◆ **Source passage**
= Bon Secours (Virginia & South Carolina) =

Healthcare organization

Bon Secours is a subsidiary of Bon Secours Mercy Health. It operates hospitals and healthcare facilities in the US states of Virginia and South Carolina.

Bon Secours operates three hospitals and medical centers and one outpatient facility in Hampton Roads. The Bon Secours Richmond Health System has seven practices.

On September 1, 2018, Bon Secours and Mercy Health combined to become the United States' fifth-largest Catholic healthcare ministry and one of the nation's 20 largest healthcare systems. The two systems and their hospitals retained their pre-merger names and branding. The full name of the combined health system is Bon Secours Mercy Health. Bon Secours Mercy Health headquarters are co-located with Mercy Health in Cincinnati, Ohio.

==Background==
The Congregation of the Sisters of Bon Secours was established in 1824 in Paris, France. Their particular apostolate was providing in-home care for the sick and dying. In 1881, the sisters came to Baltimore at the request of James Cardinal Gibbons. They founded their first hospital in Baltimore in 1919. By 1980, they had founded or managed several more. Bon Secours was established in 1983 to coordinate the administration and management of the various healthcare facilities.

Throughout the 1980s, the Bon Secours grew rapidly, opening a number of hospitals, community health clinics, nursing care facilities for the elderly, alcohol and drug abuse rehabilitation centers, affordable housing units, and medical office facilities in Maryland, Virginia, Florida, and Michigan in response to the needs of the communities they served.

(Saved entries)
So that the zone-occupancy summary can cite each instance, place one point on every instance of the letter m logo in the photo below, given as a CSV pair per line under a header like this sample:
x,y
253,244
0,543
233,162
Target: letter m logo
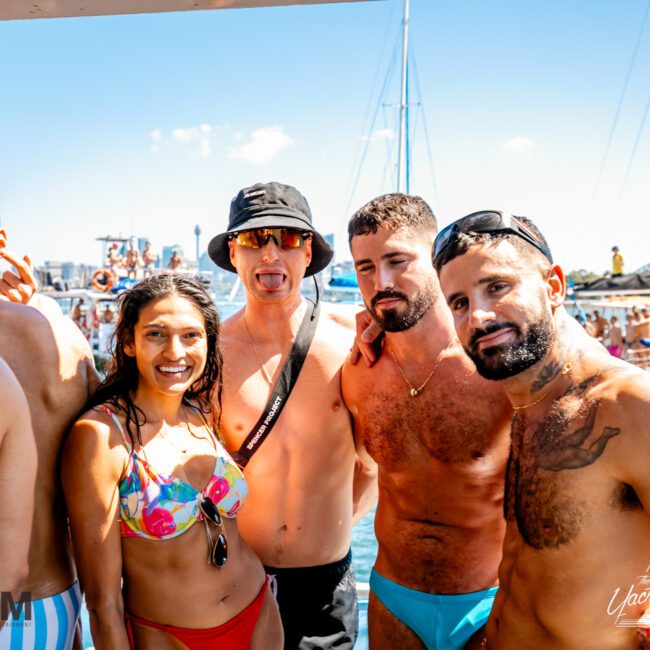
x,y
7,605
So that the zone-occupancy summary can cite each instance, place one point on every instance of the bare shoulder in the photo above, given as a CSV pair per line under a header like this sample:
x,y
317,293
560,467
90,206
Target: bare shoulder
x,y
11,395
231,330
342,314
627,389
95,438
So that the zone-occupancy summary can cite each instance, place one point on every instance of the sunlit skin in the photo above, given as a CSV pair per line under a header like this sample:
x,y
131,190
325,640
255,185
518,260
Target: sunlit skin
x,y
54,365
578,493
403,261
271,274
170,347
300,508
441,455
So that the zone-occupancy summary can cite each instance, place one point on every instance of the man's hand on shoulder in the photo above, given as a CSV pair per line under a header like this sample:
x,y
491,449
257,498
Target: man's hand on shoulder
x,y
369,340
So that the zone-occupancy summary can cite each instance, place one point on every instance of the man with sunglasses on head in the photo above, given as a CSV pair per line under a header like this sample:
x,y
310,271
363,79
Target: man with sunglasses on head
x,y
577,548
439,435
299,513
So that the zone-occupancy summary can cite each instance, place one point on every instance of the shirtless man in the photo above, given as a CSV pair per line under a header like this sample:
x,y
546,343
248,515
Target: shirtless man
x,y
299,513
577,549
17,478
439,435
54,366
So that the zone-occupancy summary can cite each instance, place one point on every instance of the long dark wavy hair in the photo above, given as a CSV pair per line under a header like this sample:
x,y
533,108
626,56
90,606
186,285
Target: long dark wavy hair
x,y
121,382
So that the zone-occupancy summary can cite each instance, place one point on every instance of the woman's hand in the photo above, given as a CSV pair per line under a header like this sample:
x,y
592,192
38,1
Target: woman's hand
x,y
18,286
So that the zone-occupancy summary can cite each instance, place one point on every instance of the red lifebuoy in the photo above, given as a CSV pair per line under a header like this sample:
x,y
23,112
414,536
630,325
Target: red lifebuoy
x,y
107,275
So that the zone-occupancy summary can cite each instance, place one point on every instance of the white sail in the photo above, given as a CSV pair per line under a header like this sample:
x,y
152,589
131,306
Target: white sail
x,y
20,9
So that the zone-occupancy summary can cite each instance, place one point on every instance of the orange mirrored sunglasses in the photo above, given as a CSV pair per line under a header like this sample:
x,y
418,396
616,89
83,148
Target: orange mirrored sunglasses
x,y
284,237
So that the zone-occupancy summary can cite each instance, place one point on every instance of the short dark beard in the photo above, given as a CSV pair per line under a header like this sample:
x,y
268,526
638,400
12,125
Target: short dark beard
x,y
393,320
501,362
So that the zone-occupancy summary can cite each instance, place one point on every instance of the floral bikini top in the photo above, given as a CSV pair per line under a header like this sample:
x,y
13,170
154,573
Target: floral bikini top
x,y
162,506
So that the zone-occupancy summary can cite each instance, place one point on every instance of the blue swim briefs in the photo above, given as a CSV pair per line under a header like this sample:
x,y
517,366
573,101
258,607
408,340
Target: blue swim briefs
x,y
443,622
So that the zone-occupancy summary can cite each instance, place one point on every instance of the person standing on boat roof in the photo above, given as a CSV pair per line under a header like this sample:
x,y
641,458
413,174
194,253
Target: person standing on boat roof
x,y
439,435
132,261
617,262
577,549
54,366
149,258
175,261
299,515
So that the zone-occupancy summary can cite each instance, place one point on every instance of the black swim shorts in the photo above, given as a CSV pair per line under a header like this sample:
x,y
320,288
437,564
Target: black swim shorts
x,y
318,605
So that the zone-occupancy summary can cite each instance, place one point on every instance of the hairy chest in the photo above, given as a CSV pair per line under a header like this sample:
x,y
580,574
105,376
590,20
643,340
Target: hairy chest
x,y
449,422
555,478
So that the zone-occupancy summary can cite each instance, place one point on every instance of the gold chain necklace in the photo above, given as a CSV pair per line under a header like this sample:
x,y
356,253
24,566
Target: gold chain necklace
x,y
568,366
416,391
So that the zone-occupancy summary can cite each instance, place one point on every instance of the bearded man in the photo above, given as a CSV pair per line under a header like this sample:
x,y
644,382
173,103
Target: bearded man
x,y
577,547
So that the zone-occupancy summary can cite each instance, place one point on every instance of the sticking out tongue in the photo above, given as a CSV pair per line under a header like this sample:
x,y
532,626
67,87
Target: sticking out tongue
x,y
271,280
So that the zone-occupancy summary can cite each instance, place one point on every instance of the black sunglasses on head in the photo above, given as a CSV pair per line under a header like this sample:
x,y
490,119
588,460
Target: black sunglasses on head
x,y
489,221
217,549
284,237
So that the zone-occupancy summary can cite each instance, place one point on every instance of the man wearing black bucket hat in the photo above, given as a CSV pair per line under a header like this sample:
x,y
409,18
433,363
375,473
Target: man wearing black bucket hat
x,y
300,462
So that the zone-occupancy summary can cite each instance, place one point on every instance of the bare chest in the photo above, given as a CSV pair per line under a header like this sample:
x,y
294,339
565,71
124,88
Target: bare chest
x,y
555,474
450,421
313,418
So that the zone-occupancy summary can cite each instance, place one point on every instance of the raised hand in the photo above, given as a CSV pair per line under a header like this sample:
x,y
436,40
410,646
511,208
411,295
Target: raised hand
x,y
18,286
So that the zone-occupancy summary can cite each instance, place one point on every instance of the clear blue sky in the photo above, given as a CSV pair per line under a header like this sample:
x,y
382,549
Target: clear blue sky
x,y
148,125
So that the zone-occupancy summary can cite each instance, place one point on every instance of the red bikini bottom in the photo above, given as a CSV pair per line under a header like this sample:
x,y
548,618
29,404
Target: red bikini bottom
x,y
234,634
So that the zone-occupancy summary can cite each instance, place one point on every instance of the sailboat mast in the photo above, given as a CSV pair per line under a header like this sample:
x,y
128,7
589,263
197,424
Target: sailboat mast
x,y
402,154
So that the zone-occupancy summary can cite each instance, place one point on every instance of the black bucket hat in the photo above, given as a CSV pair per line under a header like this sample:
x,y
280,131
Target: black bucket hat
x,y
270,205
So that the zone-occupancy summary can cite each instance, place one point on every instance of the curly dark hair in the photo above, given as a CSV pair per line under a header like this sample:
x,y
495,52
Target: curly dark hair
x,y
121,379
394,211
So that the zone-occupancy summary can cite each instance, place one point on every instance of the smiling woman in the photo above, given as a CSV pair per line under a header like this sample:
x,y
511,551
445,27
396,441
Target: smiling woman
x,y
151,491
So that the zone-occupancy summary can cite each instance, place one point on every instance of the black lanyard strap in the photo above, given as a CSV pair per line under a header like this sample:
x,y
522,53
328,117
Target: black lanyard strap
x,y
282,389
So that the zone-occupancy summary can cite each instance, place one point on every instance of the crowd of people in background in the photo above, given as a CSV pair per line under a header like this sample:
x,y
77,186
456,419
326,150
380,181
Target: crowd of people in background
x,y
617,337
136,263
202,493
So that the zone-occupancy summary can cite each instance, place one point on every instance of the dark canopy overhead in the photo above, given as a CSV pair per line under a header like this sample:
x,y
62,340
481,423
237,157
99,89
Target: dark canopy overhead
x,y
18,9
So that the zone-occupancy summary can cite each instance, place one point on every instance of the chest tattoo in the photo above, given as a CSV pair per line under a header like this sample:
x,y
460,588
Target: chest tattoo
x,y
541,497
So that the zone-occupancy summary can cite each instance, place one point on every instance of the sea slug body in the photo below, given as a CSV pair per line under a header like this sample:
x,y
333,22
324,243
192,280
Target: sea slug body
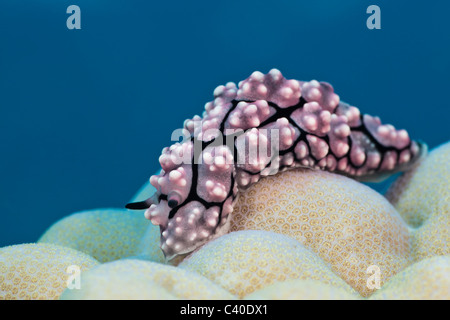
x,y
265,125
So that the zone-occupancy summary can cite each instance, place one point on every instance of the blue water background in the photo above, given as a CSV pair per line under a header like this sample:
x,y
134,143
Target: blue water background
x,y
85,113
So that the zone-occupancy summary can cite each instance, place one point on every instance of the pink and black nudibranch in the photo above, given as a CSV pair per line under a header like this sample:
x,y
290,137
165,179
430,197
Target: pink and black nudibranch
x,y
264,125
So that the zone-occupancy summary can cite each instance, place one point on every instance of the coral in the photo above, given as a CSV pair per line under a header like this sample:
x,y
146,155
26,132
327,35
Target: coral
x,y
428,279
264,125
303,290
105,234
138,279
346,223
245,261
422,197
38,271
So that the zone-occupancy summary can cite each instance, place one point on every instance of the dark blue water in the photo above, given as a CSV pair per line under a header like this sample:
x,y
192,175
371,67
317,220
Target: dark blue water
x,y
85,113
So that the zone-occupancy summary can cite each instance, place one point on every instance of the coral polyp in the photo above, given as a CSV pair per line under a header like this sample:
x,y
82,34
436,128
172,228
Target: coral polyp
x,y
263,125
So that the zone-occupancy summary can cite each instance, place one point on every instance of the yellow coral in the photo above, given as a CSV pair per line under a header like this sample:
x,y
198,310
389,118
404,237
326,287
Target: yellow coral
x,y
303,290
422,197
346,223
427,279
106,234
139,279
245,261
39,271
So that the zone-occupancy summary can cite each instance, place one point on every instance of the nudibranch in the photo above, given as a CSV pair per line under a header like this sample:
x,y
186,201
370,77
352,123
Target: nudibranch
x,y
265,125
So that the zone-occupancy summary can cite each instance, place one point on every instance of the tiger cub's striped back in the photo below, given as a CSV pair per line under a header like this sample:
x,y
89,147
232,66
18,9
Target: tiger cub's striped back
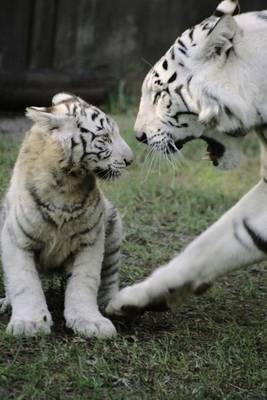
x,y
57,218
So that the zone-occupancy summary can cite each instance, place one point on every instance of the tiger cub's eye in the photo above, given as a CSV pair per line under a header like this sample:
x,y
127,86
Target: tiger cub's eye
x,y
107,138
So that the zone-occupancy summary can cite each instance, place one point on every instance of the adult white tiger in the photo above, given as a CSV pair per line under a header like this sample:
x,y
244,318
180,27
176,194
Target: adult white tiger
x,y
55,217
211,84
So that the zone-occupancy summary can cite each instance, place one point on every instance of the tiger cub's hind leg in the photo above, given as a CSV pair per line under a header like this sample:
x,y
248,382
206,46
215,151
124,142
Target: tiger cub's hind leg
x,y
110,268
4,304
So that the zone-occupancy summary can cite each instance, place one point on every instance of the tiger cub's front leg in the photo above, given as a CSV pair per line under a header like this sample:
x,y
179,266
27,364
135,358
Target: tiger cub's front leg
x,y
30,315
237,239
81,310
109,284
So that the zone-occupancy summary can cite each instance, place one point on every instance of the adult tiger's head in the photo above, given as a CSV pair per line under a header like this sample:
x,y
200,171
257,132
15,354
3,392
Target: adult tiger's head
x,y
186,94
90,138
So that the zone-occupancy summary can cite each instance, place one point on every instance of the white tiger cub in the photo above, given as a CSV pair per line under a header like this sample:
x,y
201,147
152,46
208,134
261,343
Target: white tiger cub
x,y
211,84
55,217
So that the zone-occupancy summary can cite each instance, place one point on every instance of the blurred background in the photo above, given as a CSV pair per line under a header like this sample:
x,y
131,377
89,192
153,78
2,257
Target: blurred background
x,y
94,48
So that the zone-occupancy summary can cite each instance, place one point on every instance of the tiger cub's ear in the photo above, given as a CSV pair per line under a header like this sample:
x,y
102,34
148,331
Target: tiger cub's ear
x,y
220,38
60,97
43,116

◆ **Work instructions**
Answer the following from the Bon Secours passage, one answer per line:
(a) In what year and in which city was the Congregation of the Sisters of Bon Secours established?
(b) Where are the Bon Secours Mercy Health headquarters located?
(c) How many practices does the Bon Secours Richmond Health System have?

◆ **Task answer**
(a) 1824, in Paris, France.
(b) Cincinnati, Ohio, co-located with Mercy Health.
(c) Seven.